━━ Text segment ━━

Motr, with the help of DI (data integrity) feature using block checksums, shall be able to work with less reliable drives. Although DI provides required data integrity through checksums for unreliable hardware, it alone is not enough to ensure data availability.
Background scrub will reconstruct a failed block reported by DI subsystem on detecting a checksum mismatch without major impact on the product systems. This document will present the high-level design of background scrub.
Although background scrub follow similar principles to SNS repair [2], it is relatively a much lighter operation and works on a very small subset of data.
Following terms are used to discuss and describe background scrub:
- background scrub: subsystem to identify and repair corrupted motr data blocks.
- DI: motr data integrity component.
- scrubbing: process of identifying and repairing a small subset of corrupted data.
- scanner: continuously scans motr data for any corruption and notifies background subsystem.
- scrub machine: receives and executes scrub requests from DI and background scrub scanner.
- scrub request: request submitted by DI or scanner in-order to repair the corrupt motr data block.
- scrubber: worker created by scrub machine to serve a scrub request.
- scrub group: a group of relevant data blocks typically distributed across storage devices in a cluster, e.g. a parity group.
- transformation: reconstruction performed by background scrub worker in-order to recover the corrupted data.
- [r.background.scrub.triggers] Background scrub can be triggered by an i/o failure due to DI checksum mismatch of a data block or by scanner.
- [r.background.scrub.scan] Scanner can be running continuously in the background.
- [r.background.scrub.scan.efficient] Scanner should efficiently scan disks for corruptions in a non-blocking fashion.
- [r.background.scrub.scan.progress] Scanner should provide an interface that allows to query its progress.
- [r.background.scrub.io] Scrubber reads and writes relevant data from and to the disk. Reconstructed data is written in a newly allocated data block on the same disk having the failed block.
- [r.background.scrub.net] Scrubber sends and receives data from remote nodes over the network.
- [r.background.scrub.xform] Scrubber transforms the data read in-order to reconstruct the lost data.
- [r.background.scrub.failures] Background scrub should handle failures during its progress, accordingly suspend (for SNS repair to take over) or restart.
- [r.background.scrub.DI.interface] Background scrub should provide an interface to interact with DI.
- [r.background.scrub.sns.repair] It should be possible to suspend an ongoing background scrub operation if SNS repair is triggered, possibly due to a device failure.
- [r.background.scrub.repair.code.reuse] Background scrub should try to reuse code parts from SNS repair.
- [r.background.scrub.halon] Background scrub should be able to notify halon in case the number of failures are more than K.
Background scrub is implemented as a Motr service with its corresponding foms. Unlike SNS repair, scrubbing involves reconstruction of a small subset of data, e.g. a parity group and does not have to be a distributed operation. Although being a pull model (compared to push model of SNS repair), it reuses selected parts of i/o, transformation and network communication as in SNS repair. Data scrubbing is performed as a continuous operation and also on-demand basis. It is started as a background process, thus it is necessary to give a higher priority to normal i/o operations in order to make the data available to user all the time. Failures during data scrubbing must be accounted appropriately and reported to the relevant entity. System resources, e.g. memory, cpu and network bandwidth, must be used judiciously. Background scrub subsystem may have to interact with other Motr subsystems, e.g. i/o, SNS repair, Halon, etc. for concurrency control and failure handling. Scrubbing must be halted in case SNS repair takes over due to a device failure (e.g. disk, controller, Enclosure, rack, etc.).

━━━

▶ **Requests**:
1. Please set down the part of the background scrub design that begins at the words "Following terms are" and stops after "motr data block.", copied word for word.
2. From the background scrub design, answer each of these:
(a) Where is reconstructed data written?
(b) What two things can trigger background scrub?
(c) When should background scrub notify halon?
Answer from the background scrub design text alone.

━━ Data extract ━━

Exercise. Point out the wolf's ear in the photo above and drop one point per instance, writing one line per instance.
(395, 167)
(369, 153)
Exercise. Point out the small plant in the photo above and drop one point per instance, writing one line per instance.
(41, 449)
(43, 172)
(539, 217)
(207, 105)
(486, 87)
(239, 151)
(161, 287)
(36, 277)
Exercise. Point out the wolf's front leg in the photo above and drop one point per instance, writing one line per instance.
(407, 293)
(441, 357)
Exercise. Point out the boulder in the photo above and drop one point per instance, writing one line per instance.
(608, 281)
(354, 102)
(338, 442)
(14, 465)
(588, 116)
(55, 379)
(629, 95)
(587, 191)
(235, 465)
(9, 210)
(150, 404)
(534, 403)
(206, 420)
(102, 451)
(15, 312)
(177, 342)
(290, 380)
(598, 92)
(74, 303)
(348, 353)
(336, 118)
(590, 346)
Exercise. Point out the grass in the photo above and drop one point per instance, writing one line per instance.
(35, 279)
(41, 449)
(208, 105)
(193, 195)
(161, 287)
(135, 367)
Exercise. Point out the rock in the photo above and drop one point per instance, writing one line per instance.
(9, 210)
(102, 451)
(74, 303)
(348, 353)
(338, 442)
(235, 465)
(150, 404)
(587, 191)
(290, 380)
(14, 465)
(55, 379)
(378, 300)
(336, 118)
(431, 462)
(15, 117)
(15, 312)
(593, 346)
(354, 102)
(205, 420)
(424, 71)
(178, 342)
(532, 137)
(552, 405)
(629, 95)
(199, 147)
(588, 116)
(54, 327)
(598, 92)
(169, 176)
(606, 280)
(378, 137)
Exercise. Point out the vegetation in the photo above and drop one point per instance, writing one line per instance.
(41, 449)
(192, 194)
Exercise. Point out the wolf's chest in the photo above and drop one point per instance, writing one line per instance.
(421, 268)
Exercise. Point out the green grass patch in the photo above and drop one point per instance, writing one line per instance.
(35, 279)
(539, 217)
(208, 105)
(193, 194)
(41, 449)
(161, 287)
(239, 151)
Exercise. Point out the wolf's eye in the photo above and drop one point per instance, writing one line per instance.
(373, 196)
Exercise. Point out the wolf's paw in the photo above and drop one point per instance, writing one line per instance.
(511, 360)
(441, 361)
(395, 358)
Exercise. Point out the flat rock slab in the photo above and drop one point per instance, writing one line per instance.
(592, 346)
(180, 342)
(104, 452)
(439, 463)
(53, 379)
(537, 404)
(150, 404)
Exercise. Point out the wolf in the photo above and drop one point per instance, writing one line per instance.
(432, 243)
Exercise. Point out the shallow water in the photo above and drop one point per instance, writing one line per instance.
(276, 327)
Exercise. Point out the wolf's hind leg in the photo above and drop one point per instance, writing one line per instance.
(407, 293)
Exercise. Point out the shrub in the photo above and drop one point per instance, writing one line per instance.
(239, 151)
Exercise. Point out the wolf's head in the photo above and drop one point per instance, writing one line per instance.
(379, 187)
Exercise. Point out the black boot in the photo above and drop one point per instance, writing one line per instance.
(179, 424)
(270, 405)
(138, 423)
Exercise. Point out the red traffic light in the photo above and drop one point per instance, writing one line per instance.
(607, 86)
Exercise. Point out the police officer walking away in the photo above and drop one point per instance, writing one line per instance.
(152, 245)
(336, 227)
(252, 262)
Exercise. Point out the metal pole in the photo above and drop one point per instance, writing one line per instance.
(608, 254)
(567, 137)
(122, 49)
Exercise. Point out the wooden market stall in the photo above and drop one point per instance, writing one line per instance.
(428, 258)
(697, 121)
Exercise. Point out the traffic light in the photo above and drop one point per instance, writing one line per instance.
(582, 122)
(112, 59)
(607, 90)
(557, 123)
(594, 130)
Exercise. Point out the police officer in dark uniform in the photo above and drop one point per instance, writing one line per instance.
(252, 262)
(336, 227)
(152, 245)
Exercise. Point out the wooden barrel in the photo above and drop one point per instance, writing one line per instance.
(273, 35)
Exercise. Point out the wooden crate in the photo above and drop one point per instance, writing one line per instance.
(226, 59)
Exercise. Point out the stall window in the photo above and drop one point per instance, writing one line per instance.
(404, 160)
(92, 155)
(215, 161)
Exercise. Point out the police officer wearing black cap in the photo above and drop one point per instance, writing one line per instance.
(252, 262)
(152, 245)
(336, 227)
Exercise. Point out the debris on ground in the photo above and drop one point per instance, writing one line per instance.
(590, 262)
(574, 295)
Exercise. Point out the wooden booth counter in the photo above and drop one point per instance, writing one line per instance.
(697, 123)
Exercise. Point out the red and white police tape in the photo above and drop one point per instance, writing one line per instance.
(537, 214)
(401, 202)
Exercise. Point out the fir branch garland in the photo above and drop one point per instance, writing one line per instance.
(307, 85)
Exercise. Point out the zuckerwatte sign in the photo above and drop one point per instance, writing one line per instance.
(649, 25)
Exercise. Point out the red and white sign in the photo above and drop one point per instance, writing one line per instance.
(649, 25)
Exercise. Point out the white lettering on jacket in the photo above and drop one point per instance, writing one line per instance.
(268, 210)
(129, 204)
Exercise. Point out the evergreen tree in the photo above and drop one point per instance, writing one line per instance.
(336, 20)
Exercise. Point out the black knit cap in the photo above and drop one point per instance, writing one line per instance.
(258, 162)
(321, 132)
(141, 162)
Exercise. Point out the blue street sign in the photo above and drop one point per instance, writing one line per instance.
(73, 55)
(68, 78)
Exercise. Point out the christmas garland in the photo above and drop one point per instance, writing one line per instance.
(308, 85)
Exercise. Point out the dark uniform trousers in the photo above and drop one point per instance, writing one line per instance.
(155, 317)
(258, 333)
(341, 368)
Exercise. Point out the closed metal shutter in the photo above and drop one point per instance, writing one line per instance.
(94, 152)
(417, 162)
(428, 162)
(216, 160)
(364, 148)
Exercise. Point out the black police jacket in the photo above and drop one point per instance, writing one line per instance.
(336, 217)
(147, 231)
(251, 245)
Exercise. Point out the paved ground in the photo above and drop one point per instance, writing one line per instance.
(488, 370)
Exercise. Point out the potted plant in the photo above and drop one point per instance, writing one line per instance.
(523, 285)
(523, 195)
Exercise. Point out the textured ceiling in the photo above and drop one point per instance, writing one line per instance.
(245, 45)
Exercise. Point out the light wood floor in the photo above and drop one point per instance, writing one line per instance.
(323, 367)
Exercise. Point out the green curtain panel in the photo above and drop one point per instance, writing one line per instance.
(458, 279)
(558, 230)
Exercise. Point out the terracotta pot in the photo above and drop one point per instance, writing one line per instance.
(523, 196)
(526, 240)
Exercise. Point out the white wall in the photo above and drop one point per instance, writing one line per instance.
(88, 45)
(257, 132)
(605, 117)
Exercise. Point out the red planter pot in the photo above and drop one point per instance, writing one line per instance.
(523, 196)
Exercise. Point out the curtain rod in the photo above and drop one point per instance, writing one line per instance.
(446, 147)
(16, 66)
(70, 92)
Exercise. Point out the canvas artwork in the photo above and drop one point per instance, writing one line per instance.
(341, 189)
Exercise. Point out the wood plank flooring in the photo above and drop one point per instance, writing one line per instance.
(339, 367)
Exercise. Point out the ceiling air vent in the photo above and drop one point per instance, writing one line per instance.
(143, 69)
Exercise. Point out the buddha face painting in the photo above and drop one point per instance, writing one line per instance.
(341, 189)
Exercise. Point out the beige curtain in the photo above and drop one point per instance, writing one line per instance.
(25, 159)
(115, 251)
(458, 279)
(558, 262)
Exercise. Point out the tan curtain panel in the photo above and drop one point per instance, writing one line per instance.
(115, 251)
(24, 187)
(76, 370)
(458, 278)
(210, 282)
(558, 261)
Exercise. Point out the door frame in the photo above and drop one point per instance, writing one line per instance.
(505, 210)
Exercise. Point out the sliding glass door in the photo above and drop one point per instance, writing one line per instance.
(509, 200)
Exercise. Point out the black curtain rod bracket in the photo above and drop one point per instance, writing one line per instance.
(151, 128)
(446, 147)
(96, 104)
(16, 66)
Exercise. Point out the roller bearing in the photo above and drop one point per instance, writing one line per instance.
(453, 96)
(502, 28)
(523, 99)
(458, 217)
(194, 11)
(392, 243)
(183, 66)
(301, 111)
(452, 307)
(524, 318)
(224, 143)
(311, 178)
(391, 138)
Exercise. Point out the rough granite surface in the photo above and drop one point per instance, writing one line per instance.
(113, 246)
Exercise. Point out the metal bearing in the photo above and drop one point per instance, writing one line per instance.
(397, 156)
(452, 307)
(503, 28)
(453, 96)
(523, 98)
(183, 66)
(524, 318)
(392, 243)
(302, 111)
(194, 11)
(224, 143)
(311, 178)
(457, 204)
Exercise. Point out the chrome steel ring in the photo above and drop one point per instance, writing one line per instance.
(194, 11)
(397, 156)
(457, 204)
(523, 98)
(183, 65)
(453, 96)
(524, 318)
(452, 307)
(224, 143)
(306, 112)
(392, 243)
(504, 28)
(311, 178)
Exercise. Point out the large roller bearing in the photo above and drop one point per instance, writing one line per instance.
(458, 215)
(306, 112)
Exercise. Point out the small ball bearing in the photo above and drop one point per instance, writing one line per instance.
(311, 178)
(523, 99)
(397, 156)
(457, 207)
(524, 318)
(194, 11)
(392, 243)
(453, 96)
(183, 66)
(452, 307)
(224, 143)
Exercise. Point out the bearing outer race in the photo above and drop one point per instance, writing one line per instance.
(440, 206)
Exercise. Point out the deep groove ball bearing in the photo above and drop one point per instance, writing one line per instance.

━━━

▶ **Responses**:
1.
Following terms are used to discuss and describe background scrub:
- background scrub: subsystem to identify and repair corrupted motr data blocks.
- DI: motr data integrity component.
- scrubbing: process of identifying and repairing a small subset of corrupted data.
- scanner: continuously scans motr data for any corruption and notifies background subsystem.
- scrub machine: receives and executes scrub requests from DI and background scrub scanner.
- scrub request: request submitted by DI or scanner in-order to repair the corrupt motr data block.

2.
(a) In a newly allocated data block on the same disk that has the failed block.
(b) An i/o failure due to a DI checksum mismatch of a data block, or the scanner.
(c) When the number of failures is more than K.